▸ Material for this exercise:
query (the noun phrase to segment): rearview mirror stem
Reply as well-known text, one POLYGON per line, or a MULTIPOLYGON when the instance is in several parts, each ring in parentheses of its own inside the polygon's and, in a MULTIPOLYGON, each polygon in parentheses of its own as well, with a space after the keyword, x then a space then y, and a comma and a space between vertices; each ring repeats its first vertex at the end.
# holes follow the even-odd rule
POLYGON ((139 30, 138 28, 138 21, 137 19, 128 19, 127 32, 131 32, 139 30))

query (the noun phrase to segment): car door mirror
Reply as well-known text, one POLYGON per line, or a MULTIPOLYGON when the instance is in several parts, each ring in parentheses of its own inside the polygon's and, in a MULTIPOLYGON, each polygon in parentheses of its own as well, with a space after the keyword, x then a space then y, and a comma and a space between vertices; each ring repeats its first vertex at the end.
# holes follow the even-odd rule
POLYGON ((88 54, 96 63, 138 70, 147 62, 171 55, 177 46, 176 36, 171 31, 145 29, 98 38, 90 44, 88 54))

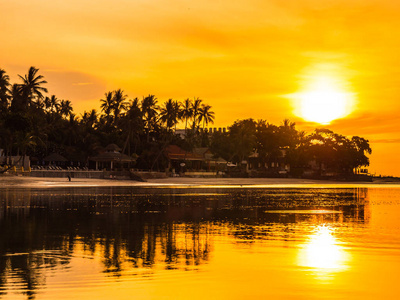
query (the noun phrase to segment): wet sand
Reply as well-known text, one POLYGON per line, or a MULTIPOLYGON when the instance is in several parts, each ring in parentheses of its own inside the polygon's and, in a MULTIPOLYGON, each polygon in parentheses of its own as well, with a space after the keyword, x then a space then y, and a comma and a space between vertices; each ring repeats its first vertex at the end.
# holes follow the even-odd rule
POLYGON ((103 187, 103 186, 125 186, 125 187, 201 187, 201 186, 229 186, 229 187, 305 187, 305 186, 376 186, 395 185, 393 182, 338 182, 328 180, 294 179, 294 178, 179 178, 171 177, 164 179, 149 179, 147 182, 134 180, 113 179, 89 179, 53 177, 23 177, 23 176, 0 176, 0 188, 51 188, 51 187, 103 187))

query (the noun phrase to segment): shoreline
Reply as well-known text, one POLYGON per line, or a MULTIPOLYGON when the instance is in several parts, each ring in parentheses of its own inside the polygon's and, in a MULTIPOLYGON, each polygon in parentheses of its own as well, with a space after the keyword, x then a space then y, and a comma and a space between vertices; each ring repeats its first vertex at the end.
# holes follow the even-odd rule
POLYGON ((0 189, 4 188, 69 188, 69 187, 400 187, 400 182, 375 180, 374 182, 340 182, 332 180, 296 179, 296 178, 187 178, 168 177, 163 179, 149 179, 147 182, 116 179, 89 179, 60 177, 25 177, 0 176, 0 189))

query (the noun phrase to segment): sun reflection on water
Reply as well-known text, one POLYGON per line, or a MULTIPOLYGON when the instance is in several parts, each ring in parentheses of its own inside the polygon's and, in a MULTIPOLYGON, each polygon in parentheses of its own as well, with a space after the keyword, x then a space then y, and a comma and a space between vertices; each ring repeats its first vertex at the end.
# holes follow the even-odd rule
POLYGON ((348 260, 348 253, 327 225, 318 226, 299 255, 299 265, 313 269, 318 275, 344 271, 348 260))

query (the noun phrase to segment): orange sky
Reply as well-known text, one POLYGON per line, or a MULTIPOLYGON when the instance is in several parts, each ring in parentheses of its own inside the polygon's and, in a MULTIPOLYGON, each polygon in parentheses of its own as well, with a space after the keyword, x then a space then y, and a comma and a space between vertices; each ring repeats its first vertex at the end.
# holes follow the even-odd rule
POLYGON ((400 2, 2 0, 0 28, 11 81, 35 66, 77 113, 122 88, 160 102, 200 97, 216 126, 290 118, 311 130, 287 95, 312 70, 333 70, 355 106, 328 128, 368 138, 370 171, 400 176, 400 2))

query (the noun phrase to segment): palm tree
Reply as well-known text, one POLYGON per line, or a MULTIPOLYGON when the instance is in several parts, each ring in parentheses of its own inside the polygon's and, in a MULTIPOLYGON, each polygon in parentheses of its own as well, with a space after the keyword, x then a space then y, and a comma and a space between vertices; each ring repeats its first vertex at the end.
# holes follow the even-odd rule
POLYGON ((126 95, 124 95, 124 91, 119 89, 114 91, 114 96, 112 97, 112 112, 114 115, 114 123, 117 123, 119 115, 122 111, 126 110, 126 106, 128 102, 125 101, 126 95))
POLYGON ((42 75, 37 75, 38 71, 39 69, 30 67, 28 74, 24 77, 18 75, 22 79, 21 91, 26 105, 31 104, 35 98, 42 99, 42 93, 47 93, 47 89, 42 87, 47 81, 43 80, 44 77, 42 75))
POLYGON ((107 92, 104 94, 104 96, 105 98, 100 100, 100 108, 101 111, 106 115, 107 122, 109 122, 114 103, 113 92, 107 92))
POLYGON ((135 142, 134 152, 137 150, 138 142, 140 141, 140 132, 143 129, 142 111, 140 109, 140 102, 138 98, 131 100, 127 107, 127 112, 121 119, 121 126, 125 129, 126 139, 122 153, 125 153, 128 148, 128 155, 131 154, 131 142, 135 142))
POLYGON ((171 129, 173 126, 176 126, 176 123, 179 121, 179 108, 180 104, 178 101, 173 101, 169 99, 164 103, 164 105, 160 109, 160 119, 163 122, 167 130, 171 129))
POLYGON ((150 140, 150 131, 154 129, 157 123, 157 98, 149 95, 142 100, 142 115, 147 133, 147 142, 150 140))
POLYGON ((8 100, 10 99, 10 77, 6 71, 0 69, 0 111, 5 111, 8 108, 8 100))
POLYGON ((71 101, 69 100, 61 100, 60 103, 60 113, 62 116, 69 116, 72 113, 72 105, 71 105, 71 101))
POLYGON ((185 101, 183 101, 181 114, 182 114, 182 119, 185 119, 185 135, 186 135, 187 122, 193 116, 192 101, 190 99, 186 99, 185 101))
MULTIPOLYGON (((46 102, 45 102, 45 105, 46 105, 46 102)), ((61 107, 60 100, 58 100, 55 95, 52 95, 51 98, 50 98, 50 109, 51 109, 51 111, 52 112, 58 112, 60 107, 61 107)))
POLYGON ((192 118, 193 118, 192 130, 193 130, 193 132, 196 131, 196 128, 198 125, 197 123, 199 122, 199 117, 200 117, 199 113, 200 113, 202 101, 203 100, 197 98, 197 99, 194 99, 194 101, 192 102, 192 118))
POLYGON ((203 131, 204 127, 208 125, 208 123, 214 124, 215 113, 211 111, 210 105, 202 105, 199 109, 199 122, 203 121, 203 131))

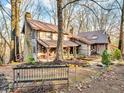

▸ Exercise instructions:
Lay out every line of the data above as a numbered list, skipping blank lines and leaving out the pictures.

▸ Solution below:
1. query (the noun phrase to segment): rearview mirror stem
2. Reply as well-known text, one POLYGON per line, or a MULTIPOLYGON when the instance is in several parts, each ring in parentheses of its own inside the polygon's and, in a MULTIPOLYGON, each polygon in parentheses of its own as well, with a space after the keyword, x then a space then y, and a comma and a space between vertices; each ring repeats its first vertex at the end.
3. # holes follow the even-odd rule
4. POLYGON ((139 30, 138 28, 138 21, 137 19, 128 19, 127 32, 131 32, 139 30))
5. query (the noun phrase to segment): car door mirror
6. Reply as well-known text, one POLYGON per line, or a MULTIPOLYGON when the instance is in several parts, each ring in parentheses of its own inside the polygon's and, in a MULTIPOLYGON, each polygon in parentheses of its own as well, with a space after the keyword, x then a space then y, and a comma and a space between vertices; each ring repeats its first vertex at the end.
7. # holes follow the even-odd rule
8. POLYGON ((88 54, 96 63, 138 70, 147 62, 171 55, 177 46, 176 36, 171 31, 145 29, 98 38, 90 44, 88 54))
9. query (the noun phrase to segment): wet sand
10. Reply as well-known text, one POLYGON per line, or a MULTIPOLYGON when the instance is in several parts, each ring in parentheses of its own inside the polygon's and, in a MULTIPOLYGON, each polygon in parentheses of its own as well, with a space after the keyword, x then a space then y, and a comma and a space between vertices; each ring repeats its first vertex at the end.
11. # holes follow the even-odd rule
12. POLYGON ((103 187, 103 186, 125 186, 125 187, 201 187, 201 186, 229 186, 229 187, 305 187, 305 186, 376 186, 395 185, 393 182, 338 182, 328 180, 294 179, 294 178, 179 178, 171 177, 164 179, 149 179, 147 182, 134 180, 113 179, 89 179, 53 177, 23 177, 23 176, 0 176, 0 188, 51 188, 51 187, 103 187))
13. query (the noun phrase to segment): shoreline
14. Reply as well-known text, one POLYGON per line, or a MULTIPOLYGON when the instance is in several parts, each ring in parentheses of its own inside the polygon's and, in a MULTIPOLYGON, each polygon in parentheses of its own as well, with a space after the keyword, x then a space then y, and a comma and a space between vertices; each ring repeats its first vertex at the end.
15. # holes follow the even-odd rule
16. POLYGON ((0 189, 4 188, 69 188, 69 187, 400 187, 400 182, 375 180, 374 182, 340 182, 332 180, 296 179, 296 178, 187 178, 168 177, 163 179, 149 179, 147 182, 116 179, 89 179, 60 177, 25 177, 0 176, 0 189))
17. query (the noun phrase to segment): sun reflection on water
18. Reply as well-known text, one POLYGON per line, or a MULTIPOLYGON when the instance is in several parts, each ring in parentheses of its own inside the polygon's and, in a MULTIPOLYGON, each polygon in parentheses of its own as well, with a space after the keyword, x then a space then y, and a comma and a space between vertices; each ring repeats its first vertex at the end.
19. # holes follow the even-odd rule
20. POLYGON ((348 260, 348 253, 327 225, 318 226, 299 255, 299 265, 313 269, 318 275, 344 271, 348 260))
21. query (the noun phrase to segment): orange sky
22. Reply as well-known text, one POLYGON per line, or a MULTIPOLYGON when the instance is in several parts, each ring in parentheses of its own inside the polygon's and, in a MULTIPOLYGON, each polygon in parentheses of its own as well, with a space after the keyword, x then a space then y, and a comma and a space between vertices; each ring repeats its first vertex at the end.
23. # holes follow the even-odd rule
24. POLYGON ((400 2, 2 0, 0 28, 11 81, 35 66, 77 113, 122 88, 160 102, 200 97, 216 126, 290 118, 311 130, 287 95, 312 70, 333 70, 355 106, 328 128, 368 138, 370 171, 400 176, 400 2))
25. query (the noun phrase to segment): palm tree
26. Reply as well-known text, one POLYGON per line, or a MULTIPOLYGON when the instance is in several parts, each ring in parentheses of its own inside the polygon's and, in a MULTIPOLYGON, each polygon in parentheses of its own as well, with a space after the keyword, x then a space then y, and a comma and a space between vertices; each ring repeats its first vertex at the end.
27. # holes follow the even-odd rule
28. POLYGON ((126 95, 124 95, 124 91, 119 89, 114 91, 114 96, 112 97, 112 112, 114 115, 114 123, 117 123, 119 115, 122 111, 126 110, 126 106, 128 102, 125 101, 126 95))
29. POLYGON ((42 75, 37 75, 38 71, 39 69, 30 67, 28 74, 24 77, 18 75, 22 79, 21 91, 26 105, 31 104, 35 98, 42 99, 42 93, 47 93, 47 89, 42 87, 47 81, 43 80, 44 77, 42 75))
30. POLYGON ((107 92, 104 94, 104 96, 105 98, 100 100, 100 108, 101 111, 106 115, 107 122, 109 122, 114 103, 113 92, 107 92))
31. POLYGON ((135 142, 134 152, 137 150, 138 142, 140 141, 140 132, 143 129, 142 111, 140 109, 140 102, 138 98, 131 100, 127 107, 127 112, 121 119, 121 126, 125 129, 126 139, 122 153, 125 153, 128 148, 128 155, 131 154, 131 142, 135 142))
32. POLYGON ((171 129, 173 126, 176 126, 176 123, 179 121, 179 108, 180 104, 178 101, 173 101, 169 99, 164 103, 164 105, 160 109, 160 119, 163 122, 167 130, 171 129))
33. POLYGON ((150 140, 150 131, 154 129, 157 123, 157 98, 149 95, 142 100, 142 115, 147 133, 147 142, 150 140))
34. POLYGON ((8 100, 10 99, 10 77, 6 71, 0 69, 0 111, 5 111, 8 108, 8 100))
35. POLYGON ((71 101, 69 100, 61 100, 60 103, 60 113, 62 116, 69 116, 72 113, 72 105, 71 105, 71 101))
36. POLYGON ((185 101, 183 101, 181 114, 182 114, 182 119, 185 119, 185 135, 186 135, 187 122, 193 116, 192 101, 190 99, 186 99, 185 101))
37. MULTIPOLYGON (((46 102, 45 102, 45 105, 46 105, 46 102)), ((61 107, 60 100, 58 100, 55 95, 52 95, 51 98, 50 98, 50 109, 51 109, 51 111, 52 112, 58 112, 60 107, 61 107)))
38. POLYGON ((192 118, 193 118, 192 130, 193 130, 193 132, 196 131, 196 128, 198 125, 197 123, 199 122, 199 117, 200 117, 199 113, 200 113, 202 101, 203 100, 197 98, 197 99, 194 99, 194 101, 192 102, 192 118))
39. POLYGON ((203 131, 204 127, 208 125, 208 123, 214 124, 215 113, 211 111, 210 105, 202 105, 199 109, 199 122, 203 121, 203 131))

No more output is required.